Smith attributes Veranda’s success, in part, to its uniqueness in the marketplace. Its readership are affluent, global women who own four or five homes and travel from one to the other.

“She has an incredible lifestyle. She’s a collector — she loves jewelry and travel,” Smith said. “You will never meet a Veranda reader who doesn’t have every copy for 30 years. She collects these issues because they are a reflection of her life.”

The average age of its readership is about 50, but as the cover shows, Veranda is trying to reach out to a younger demographic: families. The cover of the September/October issue is the first in the magazine’s 30-year history to feature people. Atlanta homeowner Taylea Fowler and her twins stand in front of her restored home, the historic Thornton House, designed by Atlanta-based Melanie Turner.

Veranda was No.1 in print and digital audience growth in June 2017, according to MPA. Smith said the success of the print product is also due to its category.

Excerpted records —
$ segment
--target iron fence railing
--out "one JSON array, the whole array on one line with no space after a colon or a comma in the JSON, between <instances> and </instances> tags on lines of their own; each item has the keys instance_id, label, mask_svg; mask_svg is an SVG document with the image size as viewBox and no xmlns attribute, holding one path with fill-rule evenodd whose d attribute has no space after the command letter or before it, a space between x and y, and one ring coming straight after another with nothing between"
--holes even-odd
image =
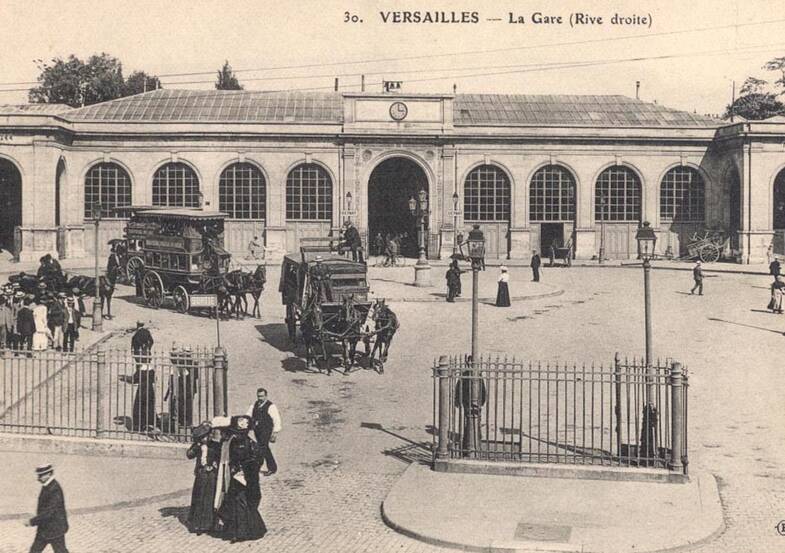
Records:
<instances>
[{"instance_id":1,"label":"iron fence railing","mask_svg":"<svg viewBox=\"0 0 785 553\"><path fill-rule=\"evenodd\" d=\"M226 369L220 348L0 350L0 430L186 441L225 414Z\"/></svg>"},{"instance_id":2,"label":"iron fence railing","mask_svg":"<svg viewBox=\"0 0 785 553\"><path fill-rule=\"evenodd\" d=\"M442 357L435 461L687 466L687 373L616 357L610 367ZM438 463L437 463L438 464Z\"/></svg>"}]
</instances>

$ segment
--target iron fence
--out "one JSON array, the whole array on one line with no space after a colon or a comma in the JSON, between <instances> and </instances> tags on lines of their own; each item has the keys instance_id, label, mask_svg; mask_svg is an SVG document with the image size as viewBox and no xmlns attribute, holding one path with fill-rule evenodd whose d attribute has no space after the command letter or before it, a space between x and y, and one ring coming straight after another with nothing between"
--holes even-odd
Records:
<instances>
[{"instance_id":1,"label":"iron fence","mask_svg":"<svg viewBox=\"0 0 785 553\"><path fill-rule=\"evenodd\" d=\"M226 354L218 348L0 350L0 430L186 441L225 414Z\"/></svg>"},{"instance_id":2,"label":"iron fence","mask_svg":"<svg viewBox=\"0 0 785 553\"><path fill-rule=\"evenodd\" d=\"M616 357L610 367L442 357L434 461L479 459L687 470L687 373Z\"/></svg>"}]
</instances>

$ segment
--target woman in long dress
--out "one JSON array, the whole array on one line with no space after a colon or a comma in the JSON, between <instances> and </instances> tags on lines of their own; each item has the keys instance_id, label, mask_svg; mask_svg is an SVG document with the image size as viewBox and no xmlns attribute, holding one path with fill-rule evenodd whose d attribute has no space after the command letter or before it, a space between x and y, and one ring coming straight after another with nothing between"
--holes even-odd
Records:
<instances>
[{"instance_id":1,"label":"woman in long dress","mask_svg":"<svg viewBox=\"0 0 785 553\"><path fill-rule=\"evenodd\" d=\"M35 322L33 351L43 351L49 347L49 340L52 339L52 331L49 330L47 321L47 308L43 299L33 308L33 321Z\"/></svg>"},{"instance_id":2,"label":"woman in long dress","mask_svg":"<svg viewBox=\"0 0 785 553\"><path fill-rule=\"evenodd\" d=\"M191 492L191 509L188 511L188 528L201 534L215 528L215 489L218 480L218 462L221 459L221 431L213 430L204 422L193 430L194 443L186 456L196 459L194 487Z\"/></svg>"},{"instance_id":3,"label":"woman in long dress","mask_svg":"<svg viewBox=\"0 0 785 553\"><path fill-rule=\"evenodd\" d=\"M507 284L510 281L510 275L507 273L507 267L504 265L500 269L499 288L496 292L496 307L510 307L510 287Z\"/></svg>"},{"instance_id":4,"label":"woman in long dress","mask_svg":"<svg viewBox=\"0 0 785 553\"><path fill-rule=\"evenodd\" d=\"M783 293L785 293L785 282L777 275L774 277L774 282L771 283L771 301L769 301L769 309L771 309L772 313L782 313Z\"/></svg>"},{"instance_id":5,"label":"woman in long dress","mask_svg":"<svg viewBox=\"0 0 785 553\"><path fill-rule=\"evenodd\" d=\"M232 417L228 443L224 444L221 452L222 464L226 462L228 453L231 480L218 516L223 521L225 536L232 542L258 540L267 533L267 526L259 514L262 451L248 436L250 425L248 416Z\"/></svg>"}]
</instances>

Set of tasks —
A. From the Veranda passage, return everything from "Smith attributes Veranda’s success, in" down to "to the other.", word for word.
B. Answer these questions from the Veranda passage:
(i) What is the average age of Veranda's readership?
(ii) Which issue's cover is the first in the magazine's 30-year history to feature people?
(iii) According to MPA, in what month and year was Veranda No.1 in print and digital audience growth?
Rely only on the Veranda passage, not on the data.

Response list —
A.
Smith attributes Veranda’s success, in part, to its uniqueness in the marketplace. Its readership are affluent, global women who own four or five homes and travel from one to the other.

B.
(i) About 50
(ii) The September/October issue
(iii) June 2017